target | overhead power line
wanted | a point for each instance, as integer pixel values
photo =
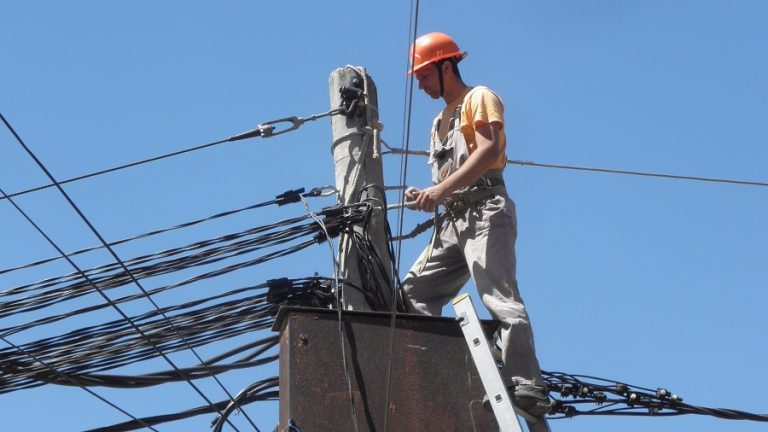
(393, 150)
(115, 256)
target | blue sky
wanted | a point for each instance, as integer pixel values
(652, 281)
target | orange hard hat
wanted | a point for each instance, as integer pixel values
(433, 47)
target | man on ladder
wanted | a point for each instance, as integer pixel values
(468, 155)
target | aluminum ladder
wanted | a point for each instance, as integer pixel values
(501, 403)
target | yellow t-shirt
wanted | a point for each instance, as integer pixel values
(481, 106)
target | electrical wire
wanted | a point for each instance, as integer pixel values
(407, 111)
(279, 200)
(523, 163)
(89, 391)
(98, 235)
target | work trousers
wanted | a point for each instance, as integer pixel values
(479, 242)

GIVEN PROBLEM: Edit the data from the line containing "target | electrical wire" through the end, replacing "work trousers" with "work pants" and leaving everything else unchanged. Return only that part.

EXERCISE OUTPUT:
target | electrical wire
wanted | a point for each instance, as integer pixel values
(407, 111)
(279, 200)
(523, 163)
(89, 391)
(98, 235)
target | work pants
wanted | a point for each instance, as integer pixel values
(479, 242)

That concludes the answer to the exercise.